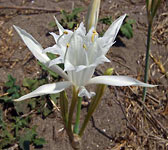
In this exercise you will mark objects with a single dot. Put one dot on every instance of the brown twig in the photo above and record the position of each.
(152, 118)
(31, 8)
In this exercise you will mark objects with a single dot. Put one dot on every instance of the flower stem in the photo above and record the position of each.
(76, 128)
(147, 59)
(92, 107)
(71, 111)
(64, 107)
(95, 101)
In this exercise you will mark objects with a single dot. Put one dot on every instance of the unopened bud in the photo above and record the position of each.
(109, 71)
(92, 14)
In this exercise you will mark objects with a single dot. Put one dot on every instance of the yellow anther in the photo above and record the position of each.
(76, 27)
(94, 32)
(84, 46)
(68, 45)
(65, 32)
(93, 35)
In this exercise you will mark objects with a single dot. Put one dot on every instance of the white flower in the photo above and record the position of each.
(92, 14)
(80, 53)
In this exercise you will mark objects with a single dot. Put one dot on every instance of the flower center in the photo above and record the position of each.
(93, 35)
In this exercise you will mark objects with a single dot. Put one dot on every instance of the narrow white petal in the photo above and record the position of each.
(54, 49)
(58, 60)
(84, 92)
(118, 81)
(55, 36)
(114, 27)
(37, 51)
(46, 89)
(33, 45)
(61, 29)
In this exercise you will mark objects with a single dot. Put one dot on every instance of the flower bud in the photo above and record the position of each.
(109, 71)
(92, 14)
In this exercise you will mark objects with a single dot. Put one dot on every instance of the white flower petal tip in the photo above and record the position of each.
(84, 92)
(32, 44)
(61, 29)
(114, 27)
(118, 81)
(46, 89)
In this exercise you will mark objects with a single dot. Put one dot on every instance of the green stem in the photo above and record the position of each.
(95, 102)
(71, 111)
(64, 107)
(92, 107)
(147, 59)
(76, 128)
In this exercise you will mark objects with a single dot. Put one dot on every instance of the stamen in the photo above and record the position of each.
(84, 46)
(93, 35)
(76, 27)
(68, 45)
(65, 32)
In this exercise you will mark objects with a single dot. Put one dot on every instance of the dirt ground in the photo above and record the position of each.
(122, 121)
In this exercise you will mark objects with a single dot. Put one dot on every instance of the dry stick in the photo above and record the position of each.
(130, 126)
(30, 8)
(153, 118)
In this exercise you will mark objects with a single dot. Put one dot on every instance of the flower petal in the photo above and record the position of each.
(61, 29)
(37, 51)
(54, 49)
(76, 54)
(114, 28)
(33, 45)
(55, 36)
(118, 81)
(46, 89)
(84, 92)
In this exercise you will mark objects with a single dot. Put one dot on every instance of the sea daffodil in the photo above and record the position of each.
(80, 53)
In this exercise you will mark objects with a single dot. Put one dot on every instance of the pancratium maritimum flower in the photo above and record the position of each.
(80, 52)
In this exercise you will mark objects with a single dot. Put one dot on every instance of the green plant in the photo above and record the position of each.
(11, 89)
(69, 20)
(126, 29)
(13, 127)
(151, 7)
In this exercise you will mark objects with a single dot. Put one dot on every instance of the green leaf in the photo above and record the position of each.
(27, 82)
(127, 31)
(46, 112)
(39, 142)
(131, 21)
(52, 73)
(71, 25)
(52, 24)
(51, 56)
(55, 97)
(11, 81)
(27, 138)
(106, 20)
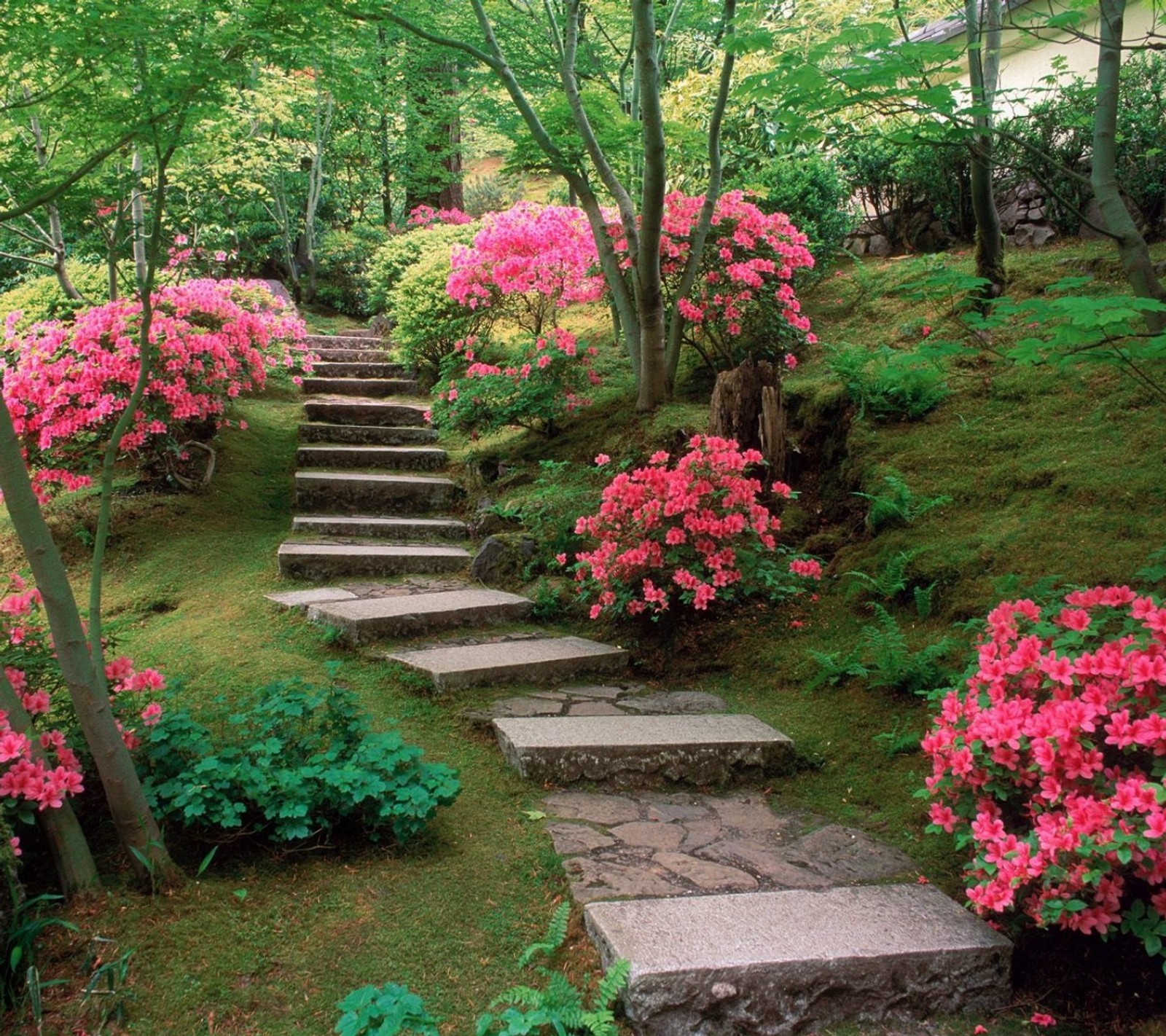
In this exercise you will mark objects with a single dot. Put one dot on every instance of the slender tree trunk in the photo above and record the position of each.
(985, 20)
(1131, 245)
(71, 857)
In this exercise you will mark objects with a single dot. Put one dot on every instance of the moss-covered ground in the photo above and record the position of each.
(1049, 472)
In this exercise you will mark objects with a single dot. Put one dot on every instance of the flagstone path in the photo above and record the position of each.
(737, 917)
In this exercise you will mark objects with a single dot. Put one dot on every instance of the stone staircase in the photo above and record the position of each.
(736, 917)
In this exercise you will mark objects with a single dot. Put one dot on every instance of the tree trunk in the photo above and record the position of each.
(1131, 246)
(983, 20)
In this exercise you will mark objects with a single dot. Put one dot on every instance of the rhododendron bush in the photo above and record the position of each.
(536, 388)
(743, 297)
(528, 262)
(38, 766)
(66, 385)
(691, 533)
(1049, 765)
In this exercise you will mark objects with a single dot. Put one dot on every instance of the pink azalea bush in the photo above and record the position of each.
(38, 767)
(546, 381)
(1049, 765)
(66, 385)
(691, 533)
(528, 262)
(743, 291)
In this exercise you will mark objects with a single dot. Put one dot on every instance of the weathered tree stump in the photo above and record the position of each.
(748, 407)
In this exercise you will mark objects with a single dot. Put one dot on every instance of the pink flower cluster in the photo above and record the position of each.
(1049, 762)
(39, 766)
(429, 216)
(66, 385)
(748, 256)
(542, 256)
(676, 533)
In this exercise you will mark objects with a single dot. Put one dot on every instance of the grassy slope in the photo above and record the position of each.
(1049, 474)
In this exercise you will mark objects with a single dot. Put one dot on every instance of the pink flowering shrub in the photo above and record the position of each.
(528, 262)
(1049, 765)
(545, 382)
(66, 385)
(39, 767)
(692, 533)
(427, 216)
(743, 299)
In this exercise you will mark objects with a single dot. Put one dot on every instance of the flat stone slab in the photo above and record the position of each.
(705, 844)
(365, 435)
(342, 492)
(701, 750)
(303, 598)
(778, 963)
(382, 413)
(328, 561)
(345, 456)
(363, 620)
(371, 527)
(532, 660)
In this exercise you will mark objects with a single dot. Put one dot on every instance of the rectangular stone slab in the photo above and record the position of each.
* * * * * * * * *
# Your goal
Lay out all the lines above as a Markdown table with the columns "No." and "Line," numbering the rows in order. Leave out blank lines and pictures.

# Exercise answer
| No. | Line |
|---|---|
| 1 | In this exercise you will mark objects with a single dot. Put one dot on every instance of the brown twig in the photo above and record the position of each. |
| 2 | (152, 118) |
| 3 | (31, 8) |
| 4 | In this exercise you will mark objects with a single dot. Put one dot on every instance of the flower stem in the photo above and record the position of each. |
| 5 | (76, 128) |
| 6 | (147, 59) |
| 7 | (92, 107) |
| 8 | (71, 111) |
| 9 | (64, 107) |
| 10 | (95, 101) |
| 11 | In this exercise you will mark objects with a single dot. Put one dot on every instance of the unopened bud in the photo above and record the position of each. |
| 12 | (109, 71) |
| 13 | (92, 14) |
| 14 | In this exercise you will mark objects with a single dot. Put one dot on every instance of the yellow anther in the photo above and record the position of each. |
| 15 | (76, 27) |
| 16 | (94, 32) |
| 17 | (84, 46) |
| 18 | (68, 45) |
| 19 | (65, 32) |
| 20 | (93, 35) |
| 21 | In this exercise you will mark objects with a single dot. Put one dot on every instance of the white flower in the photo above and record the position of each. |
| 22 | (92, 14) |
| 23 | (80, 53) |
| 24 | In this exercise you will mark objects with a single dot. Put one dot on every instance of the flower center in the photo above and record the position of each. |
| 25 | (93, 35) |
| 26 | In this exercise you will mark objects with a single dot. Put one dot on every instance of the narrow white petal in the photo above and record the position of each. |
| 27 | (54, 49) |
| 28 | (58, 60) |
| 29 | (84, 92) |
| 30 | (118, 81) |
| 31 | (55, 36) |
| 32 | (114, 27) |
| 33 | (37, 51) |
| 34 | (46, 89) |
| 35 | (33, 45) |
| 36 | (61, 29) |
| 37 | In this exercise you will mark objects with a single dot. Put one dot on every instance of the flower bud in the photo above and record the position of each. |
| 38 | (109, 71) |
| 39 | (92, 14) |
| 40 | In this exercise you will mark objects with a single dot. Put one dot on every instance of the white flower petal tip in the photo above and record the position of each. |
| 41 | (84, 92) |
| 42 | (32, 44) |
| 43 | (61, 29) |
| 44 | (114, 27) |
| 45 | (118, 81) |
| 46 | (46, 89) |
| 47 | In this exercise you will mark objects with a single dot. Put one dot on every instance of the green stem in the photo above and record the position of each. |
| 48 | (95, 102) |
| 49 | (71, 111) |
| 50 | (64, 107) |
| 51 | (92, 107) |
| 52 | (147, 59) |
| 53 | (76, 128) |
| 54 | In this exercise you will mark objects with a single dot. Put one dot on every instance of the stamen in the photo above and record the position of each. |
| 55 | (84, 46) |
| 56 | (93, 35) |
| 57 | (76, 27) |
| 58 | (68, 45) |
| 59 | (65, 32) |
| 60 | In this exercise you will mark objects with a single dot. Put one dot on every instance of the dirt ground in the photo above and record the position of each. |
| 61 | (122, 121) |
| 62 | In this exercise you will mark objects with a single dot. Put one dot on every instance of the dry stick in the photo above and record the position of each. |
| 63 | (130, 126) |
| 64 | (30, 8) |
| 65 | (153, 118) |
| 66 | In this exercise you will mark objects with a single dot. Put one dot on every instance of the flower petal in the photo above and record the position of each. |
| 67 | (61, 29) |
| 68 | (37, 51) |
| 69 | (54, 49) |
| 70 | (76, 54) |
| 71 | (114, 28) |
| 72 | (33, 45) |
| 73 | (55, 36) |
| 74 | (118, 81) |
| 75 | (46, 89) |
| 76 | (84, 92) |
| 77 | In this exercise you will mark objects with a single dot. Put one dot on every instance of the sea daffodil in the photo above and record the position of each. |
| 78 | (80, 53) |
| 79 | In this exercise you will mark objects with a single dot. Put one dot on every instance of the pancratium maritimum flower in the photo above and record the position of each. |
| 80 | (80, 52) |
| 81 | In this exercise you will mark objects with a single dot. Put one dot on every instance of the green plant in the photo above and record the position of each. |
| 82 | (11, 89) |
| 83 | (69, 20) |
| 84 | (126, 29) |
| 85 | (13, 127) |
| 86 | (151, 7) |
| 87 | In this exercise you will mark objects with a single dot. Put one dot on every instance of the green leaf in the photo above and record the position of each. |
| 88 | (27, 82) |
| 89 | (127, 31) |
| 90 | (46, 112) |
| 91 | (39, 142) |
| 92 | (131, 21) |
| 93 | (52, 73) |
| 94 | (71, 25) |
| 95 | (52, 24) |
| 96 | (51, 56) |
| 97 | (55, 97) |
| 98 | (11, 81) |
| 99 | (27, 138) |
| 100 | (106, 20) |
| 101 | In this exercise you will mark objects with a single dot. Put one dot on every instance of the slender tree trunk in the photo above and record the position of each. |
| 102 | (985, 20) |
| 103 | (1131, 245) |
| 104 | (71, 857) |
| 105 | In this exercise you will mark objects with a single dot. Put one dot on every instance of the moss-covered ground in the photo above and record the position of each. |
| 106 | (1049, 472) |
| 107 | In this exercise you will mark objects with a single dot. Put one dot on every instance of the flagstone path in the photo above and record the position of each. |
| 108 | (737, 917) |
| 109 | In this exercise you will mark objects with a single dot. Put one dot on every instance of the stone staircase in the photo above and record the position of each. |
| 110 | (736, 917) |
| 111 | In this exercise you will mark objects with a single dot. Put one dot on every instance of the tree trunk in the photo above and record the position of each. |
| 112 | (1131, 246) |
| 113 | (983, 20) |
| 114 | In this exercise you will mark objects with a single dot. Put one dot on every instance of the rhododendron bush in the photo above and record the position of each. |
| 115 | (536, 388) |
| 116 | (743, 297) |
| 117 | (528, 262) |
| 118 | (38, 766) |
| 119 | (66, 385) |
| 120 | (691, 533) |
| 121 | (1049, 765) |
| 122 | In this exercise you will mark objects with a single dot. Put one dot on every instance of the pink azalea bush in the photo above and record the position of each. |
| 123 | (38, 767) |
| 124 | (546, 381) |
| 125 | (1049, 765) |
| 126 | (66, 385) |
| 127 | (691, 533) |
| 128 | (528, 262) |
| 129 | (743, 291) |
| 130 | In this exercise you will mark objects with a single dot. Put one dot on every instance of the weathered tree stump in the photo above and record the position of each. |
| 131 | (748, 407) |
| 132 | In this exercise you will mark objects with a single dot. Put one dot on every instance of the pink flower cluster in the photo above and record the position of each. |
| 133 | (1049, 762) |
| 134 | (39, 766) |
| 135 | (429, 216) |
| 136 | (66, 385) |
| 137 | (748, 256) |
| 138 | (542, 256) |
| 139 | (676, 533) |
| 140 | In this exercise you will mark objects with a single dot. Put one dot on every instance of the grassy slope in the photo above and record the position of each. |
| 141 | (1049, 474) |
| 142 | In this exercise you will mark objects with a single dot. Put one dot on every instance of the pink flowering shrub in the photo above and record the position of each. |
| 143 | (528, 262) |
| 144 | (1049, 765) |
| 145 | (545, 382) |
| 146 | (66, 385) |
| 147 | (39, 767) |
| 148 | (692, 533) |
| 149 | (427, 216) |
| 150 | (743, 299) |
| 151 | In this exercise you will mark objects with a single dot. Put one dot on every instance of the flat stone slab in the photo above and record the position of each. |
| 152 | (705, 844) |
| 153 | (365, 435) |
| 154 | (342, 492) |
| 155 | (701, 750) |
| 156 | (303, 598) |
| 157 | (778, 963) |
| 158 | (382, 413) |
| 159 | (328, 561) |
| 160 | (345, 456) |
| 161 | (363, 620) |
| 162 | (371, 527) |
| 163 | (532, 660) |
| 164 | In this exercise you will mark objects with a single dot. Put one dot on every instance of the rectangular stone slab in the photo above and record the position of each. |